**Exercise input**
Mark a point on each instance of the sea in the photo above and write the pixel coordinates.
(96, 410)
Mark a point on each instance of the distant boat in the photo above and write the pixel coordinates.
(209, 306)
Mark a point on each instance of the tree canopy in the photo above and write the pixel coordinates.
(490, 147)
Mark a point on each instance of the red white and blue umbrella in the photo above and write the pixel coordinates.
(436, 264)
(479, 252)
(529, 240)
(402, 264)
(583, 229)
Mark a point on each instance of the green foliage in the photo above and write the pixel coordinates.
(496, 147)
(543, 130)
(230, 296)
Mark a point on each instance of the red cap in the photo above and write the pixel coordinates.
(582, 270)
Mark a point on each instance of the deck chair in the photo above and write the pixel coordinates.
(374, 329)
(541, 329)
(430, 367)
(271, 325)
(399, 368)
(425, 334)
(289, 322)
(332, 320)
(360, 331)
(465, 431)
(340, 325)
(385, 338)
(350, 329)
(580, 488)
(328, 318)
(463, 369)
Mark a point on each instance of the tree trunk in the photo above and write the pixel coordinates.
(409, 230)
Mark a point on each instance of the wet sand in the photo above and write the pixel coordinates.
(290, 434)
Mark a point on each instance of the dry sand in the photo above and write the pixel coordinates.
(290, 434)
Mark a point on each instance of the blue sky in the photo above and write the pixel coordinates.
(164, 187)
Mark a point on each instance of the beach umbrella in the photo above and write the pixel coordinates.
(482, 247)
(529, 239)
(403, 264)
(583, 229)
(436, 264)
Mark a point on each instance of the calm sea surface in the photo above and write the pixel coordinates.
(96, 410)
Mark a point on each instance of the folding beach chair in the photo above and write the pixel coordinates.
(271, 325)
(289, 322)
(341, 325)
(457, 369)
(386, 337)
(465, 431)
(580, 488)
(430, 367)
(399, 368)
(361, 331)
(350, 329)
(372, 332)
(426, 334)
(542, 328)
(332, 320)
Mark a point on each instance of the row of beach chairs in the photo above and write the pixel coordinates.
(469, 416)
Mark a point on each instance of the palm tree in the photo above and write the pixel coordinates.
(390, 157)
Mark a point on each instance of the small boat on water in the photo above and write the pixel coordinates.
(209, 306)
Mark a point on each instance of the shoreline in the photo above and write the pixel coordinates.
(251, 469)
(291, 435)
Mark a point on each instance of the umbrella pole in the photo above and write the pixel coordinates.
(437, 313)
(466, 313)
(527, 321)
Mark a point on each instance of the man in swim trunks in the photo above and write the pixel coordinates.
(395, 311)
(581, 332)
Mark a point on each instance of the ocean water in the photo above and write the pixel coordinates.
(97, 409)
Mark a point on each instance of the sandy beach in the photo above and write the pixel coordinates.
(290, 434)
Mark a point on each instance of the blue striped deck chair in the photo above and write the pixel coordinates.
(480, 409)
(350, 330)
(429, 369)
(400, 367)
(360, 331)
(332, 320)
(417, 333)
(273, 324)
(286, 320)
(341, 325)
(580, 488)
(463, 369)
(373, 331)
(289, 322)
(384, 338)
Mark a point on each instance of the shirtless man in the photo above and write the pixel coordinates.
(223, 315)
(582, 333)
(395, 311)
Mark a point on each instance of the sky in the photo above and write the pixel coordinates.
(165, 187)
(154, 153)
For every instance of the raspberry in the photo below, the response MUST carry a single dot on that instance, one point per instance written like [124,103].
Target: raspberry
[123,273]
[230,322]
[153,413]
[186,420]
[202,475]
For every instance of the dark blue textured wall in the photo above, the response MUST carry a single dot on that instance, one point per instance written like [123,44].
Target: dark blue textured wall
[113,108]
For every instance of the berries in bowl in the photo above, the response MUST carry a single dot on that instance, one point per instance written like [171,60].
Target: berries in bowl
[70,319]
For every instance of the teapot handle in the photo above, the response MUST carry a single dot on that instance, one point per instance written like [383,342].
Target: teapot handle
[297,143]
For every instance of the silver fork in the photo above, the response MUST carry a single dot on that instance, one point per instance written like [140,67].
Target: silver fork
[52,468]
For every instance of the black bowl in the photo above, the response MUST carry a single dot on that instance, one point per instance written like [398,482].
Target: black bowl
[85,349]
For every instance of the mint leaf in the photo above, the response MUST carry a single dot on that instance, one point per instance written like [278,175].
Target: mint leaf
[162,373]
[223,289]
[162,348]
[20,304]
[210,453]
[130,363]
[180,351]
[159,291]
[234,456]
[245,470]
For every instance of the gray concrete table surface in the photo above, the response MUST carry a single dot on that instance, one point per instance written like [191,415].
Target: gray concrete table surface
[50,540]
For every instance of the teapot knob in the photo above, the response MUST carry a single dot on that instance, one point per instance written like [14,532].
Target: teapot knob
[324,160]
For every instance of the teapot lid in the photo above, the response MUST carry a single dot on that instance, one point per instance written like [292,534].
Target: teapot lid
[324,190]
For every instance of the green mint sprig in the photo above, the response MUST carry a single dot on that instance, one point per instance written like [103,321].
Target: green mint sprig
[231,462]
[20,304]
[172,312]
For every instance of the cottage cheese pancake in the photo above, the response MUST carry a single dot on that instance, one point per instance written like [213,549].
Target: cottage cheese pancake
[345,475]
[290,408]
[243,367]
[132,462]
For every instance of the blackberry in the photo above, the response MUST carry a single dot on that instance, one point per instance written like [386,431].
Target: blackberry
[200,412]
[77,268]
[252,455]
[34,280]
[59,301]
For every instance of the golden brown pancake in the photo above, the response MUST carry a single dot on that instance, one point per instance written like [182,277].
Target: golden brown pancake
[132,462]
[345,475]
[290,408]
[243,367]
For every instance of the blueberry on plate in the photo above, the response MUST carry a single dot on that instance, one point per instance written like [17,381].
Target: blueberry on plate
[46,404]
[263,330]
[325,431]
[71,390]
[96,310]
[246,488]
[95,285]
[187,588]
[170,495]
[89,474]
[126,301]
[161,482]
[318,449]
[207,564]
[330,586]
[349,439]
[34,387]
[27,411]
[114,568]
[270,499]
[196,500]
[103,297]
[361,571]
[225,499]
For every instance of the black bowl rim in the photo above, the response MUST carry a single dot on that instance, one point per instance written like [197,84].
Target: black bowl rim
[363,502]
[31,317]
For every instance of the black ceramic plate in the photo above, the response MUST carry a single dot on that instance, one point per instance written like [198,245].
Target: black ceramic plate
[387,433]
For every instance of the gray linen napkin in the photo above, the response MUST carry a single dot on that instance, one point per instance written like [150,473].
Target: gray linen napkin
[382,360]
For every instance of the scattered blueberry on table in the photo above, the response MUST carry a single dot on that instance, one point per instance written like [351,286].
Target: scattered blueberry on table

**Task**
Your job is to copy all the records exactly.

**Solution for this exercise**
Mark a point on each instance of the sea in the photo above and write the pixel coordinates.
(96, 410)
Mark a point on each instance of the distant boat in the photo above and write the pixel coordinates.
(209, 306)
Mark a point on each instance of the tree canopy in the photo above and write the pixel coordinates.
(490, 147)
Mark a point on each instance of the red white and blue umbrella in the photo above and write the pixel coordinates.
(436, 264)
(479, 252)
(529, 240)
(402, 264)
(583, 229)
Mark a point on each instance of the green foliage in the photo above and write the pixel coordinates.
(496, 147)
(543, 130)
(230, 296)
Mark a point on each instance of the red cap in the photo above and write the pixel coordinates.
(582, 270)
Mark a point on each instance of the deck chair in the photo above and write the pixel coordinates.
(374, 329)
(541, 329)
(430, 367)
(271, 325)
(399, 368)
(425, 334)
(289, 322)
(332, 320)
(360, 331)
(465, 431)
(340, 325)
(385, 338)
(350, 329)
(580, 488)
(328, 318)
(463, 369)
Mark a point on each instance of the tree trunk in the photo above and write the pixel coordinates.
(409, 230)
Mark a point on each instance of the wet sand in the photo above and write the pixel coordinates.
(290, 434)
Mark a point on each instance of the dry sand in the photo above and write the pixel coordinates.
(290, 434)
Mark a point on each instance of the blue sky in the photo above and write the pixel coordinates.
(164, 187)
Mark a point on each instance of the beach umbrella in the photo above and write the pixel coordinates.
(482, 247)
(529, 239)
(403, 264)
(583, 229)
(436, 264)
Mark a point on each instance of the calm sea surface in the photo above and write the pixel coordinates.
(96, 410)
Mark a point on each instance of the folding beach chair in the photo above and write the pixel coordinates.
(271, 325)
(289, 322)
(341, 325)
(457, 369)
(386, 337)
(465, 431)
(580, 488)
(430, 367)
(399, 368)
(361, 331)
(350, 329)
(372, 332)
(426, 334)
(542, 328)
(332, 320)
Mark a point on each instance of the row of beach chairs in the photo above and write the pixel coordinates.
(469, 416)
Mark a point on each instance of the palm tree in the photo above and write the pixel coordinates.
(390, 157)
Mark a point on each instance of the small boat on water in the photo above and write the pixel coordinates.
(209, 306)
Mark a point on each instance of the shoreline in the photo above and write the pixel coordinates.
(251, 469)
(291, 435)
Mark a point on each instance of the umbrella pole in the photo above and write the pixel coordinates.
(437, 313)
(466, 313)
(527, 321)
Mark a point on each instance of the man in swim trunks in the photo above and write the pixel coordinates.
(395, 311)
(581, 332)
Mark a point on each instance of the ocean water in the photo above and write the pixel coordinates.
(97, 409)
Mark a point on each instance of the sandy beach in the photo above and write the pixel coordinates.
(290, 434)
Mark a point on each instance of the blue striped deck chair in the photo above and write the pixel coordinates.
(480, 409)
(350, 330)
(429, 369)
(400, 367)
(360, 331)
(332, 320)
(417, 333)
(273, 324)
(286, 320)
(341, 325)
(580, 488)
(463, 369)
(373, 331)
(289, 322)
(384, 338)
Mark a point on each instance of the shirtless man in the photo above and write the pixel coordinates.
(223, 315)
(582, 333)
(395, 311)
Mark a point on each instance of the sky in the photo above and write the pixel coordinates.
(165, 187)
(154, 153)
For every instance of the raspberry in the photo below, the response MUST carry a single dot on that instance, one point per instance written like [124,103].
Target: raspberry
[123,273]
[230,322]
[153,413]
[186,420]
[202,475]
For every instance of the dark blue textured wall in the photo above, the response MUST carry a single dot on that instance, one point per instance written like [123,44].
Target: dark blue textured wall
[113,108]
For every instance of the berries in bowl in the photo above, the response MUST carry a single dot on that instance, one point per instance written like [171,60].
Target: berries in bowl
[70,319]
For every instance of the teapot handle in the photo above, the response MUST carry a single dot on that instance, one point per instance written like [383,342].
Target: teapot handle
[297,143]
For every instance of the silver fork in the photo above, the response MUST carry a single dot on that instance, one point per instance written like [140,67].
Target: silver fork
[52,468]
For every instance of the black bowl in the photo above, the response MUST carry a single dot on that instance, one point per instance written like [398,482].
Target: black bowl
[85,349]
For every instance of the mint leaf in the photo above, the response MUST carry a single dot on that instance, one point per instance written like [278,175].
Target: mint leaf
[162,373]
[223,289]
[162,348]
[20,304]
[210,453]
[130,363]
[180,351]
[159,291]
[234,456]
[245,470]
For every instance of the gray concrete table surface in the photo above, the response MUST carry a single dot on that instance, one point per instance written like [191,415].
Target: gray concrete table surface
[50,540]
For every instance of the teapot knob in the photo above, the response MUST carry a single dot on that instance, one point per instance written like [14,532].
Target: teapot knob
[324,160]
For every instance of the teapot lid in the photo above, the response MUST carry a single dot on that instance, one point per instance written like [292,534].
Target: teapot lid
[324,190]
For every instance of the green mint sprig in the photo above, the response MUST carry a single dot on that instance, one point per instance written like [103,321].
Target: green mint sprig
[231,462]
[20,304]
[172,312]
For every instance of the cottage cheese pancake in the photo above, the response MUST carry a single dot on that instance, one point per instance written like [213,549].
Target: cottage cheese pancake
[345,475]
[290,408]
[243,367]
[132,462]
For every instance of the blackberry in the photo above, the response MUST carry a single dot on that instance, one point per instance written like [386,431].
Target: blackberry
[200,412]
[77,268]
[252,455]
[34,280]
[59,301]
For every instance of the golden brown pancake in the photo above, the response MUST carry a single dot on that instance, one point per instance written like [182,277].
Target: golden brown pancake
[132,462]
[345,475]
[290,408]
[243,367]
For every instance of the blueberry on plate in the photo above, the response MUST carry a single dot on that instance, one point per instance written like [17,381].
Target: blueberry on plate
[46,404]
[263,330]
[325,431]
[71,390]
[96,310]
[246,488]
[95,285]
[187,588]
[170,495]
[89,474]
[126,301]
[161,482]
[318,449]
[207,564]
[330,586]
[349,439]
[34,387]
[27,411]
[114,568]
[270,499]
[196,500]
[103,297]
[361,571]
[225,499]
For every instance of the black bowl rim in the photo above, the response MUST carry a single dot on that instance, one point per instance written like [197,84].
Target: black bowl rim
[363,502]
[31,317]
For every instance of the black ceramic plate in the photo above, the response MUST carry a single dot on that instance, one point per instance written like [198,245].
Target: black ceramic plate
[387,433]
For every instance of the gray linen napkin in the photo above, the response MUST carry a single dot on that instance, one point per instance written like [150,473].
Target: gray linen napkin
[382,360]
For every instance of the scattered blueberry on table in the photo above, the response MUST carry a single dot on that instance, one point per instance written like [351,286].
Target: scattered blueberry on table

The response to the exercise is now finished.